*TEXT PROVIDED:*
====

Explain the concept of a skewed distribution.

A data set is said to be skewed if one tail of the distribution has more extreme observations than the other tail. -If the data is skewed to the right, then typically the mean is greater than the median which is greater than the mode. Rightward skewness is a result of high scores to the right. AKA positive skewness. -If the data is skewed to the left, then typically the mean is less than the median which is less than the mode. Mean is also less than mode. Leftward skewness is a result of low scores to the left. AKA negative skewness. -If the data is symmetric, then the mean equals the median and is equal to the mode, there is no skewness. Ideal situation.

To what kind of data sets can Chebyshev's rule be applied?

Chebyshev's rule can be applied to any data set, regardless of the shape of the frequency distribution of the data. It does not have to be mound-shaped.

If the standard deviation increases, does this imply that the data are more variable or less variable?

If the standard deviation increases, it implies that the data is more variable.

Explain the difference between class frequency, class relative frequency, and class percentage for a qualitative variable.

Qualitative data are nonnumerical in nature, thus the value of a qualitative variable can only be classified into categories called classes. We can summarize the data numerically in two ways, class frequency and class relative frequency. -Class frequency is the number of observations in the data set that fall into a particular class. -The class relative frequency is the proportion of the the total number of observations falling into each class. Class relative frequency is class frequency divided by the total number of observations in the data set. That is, class relative frequency = class frequency/n. -The class percentage is the class relative frequency multiplied by 100. That is, class percentage = (class relative frequency) x 100.

Define statistical thinking.

Statistical thinking involves applying rational thought and the science of statistics to critically assess data and inferences. Fundamental to the thought process is that variation exists in populations of data.

What is Statistics?

Statistics is the science of data, which involves collecting, classifying, summarizing, organizing, analyzing, presenting, and interpreting numerical and categorical information.

Explain the difference between the stem and the leaf in a stem-and-Ieaf display.

The stem is the portion of the measurement to the left of the decimal point while the remaining portion, to the right of the decimal point, is the leaf.

What is the symbol used to represent the sample mean? The population mean?

The symbol used to represent the sample mean is x̄. The symbol used to represent the population mean is the Greek letter μ.

Can the variance of a data set ever be negative? Explain. Can the variance ever be smaller than the standard deviation? Explain.

====

*LISTED ENTRIES:*

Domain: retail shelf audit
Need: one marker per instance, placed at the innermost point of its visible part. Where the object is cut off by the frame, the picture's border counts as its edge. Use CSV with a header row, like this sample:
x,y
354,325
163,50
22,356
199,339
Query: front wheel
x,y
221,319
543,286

====

*EXERCISE DIRECTIONS:* Decide whether each statement agrees with the statistics notes, answering yes or no and quoting the words of the notes that settle it. (a) Chebyshev's rule applies only to mound-shaped data sets. (b) Class percentage is found by multiplying the class relative frequency by 100. (c) An increase in standard deviation means the data are less variable. The data can be left aside here.

*SOLUTION FOR THIS PROBLEM:*
(a) No: "Chebyshev's rule can be applied to any data set, regardless of the shape of the frequency distribution of the data."
(b) Yes: "The class percentage is the class relative frequency multiplied by 100."
(c) No: "If the standard deviation increases, it implies that the data is more variable."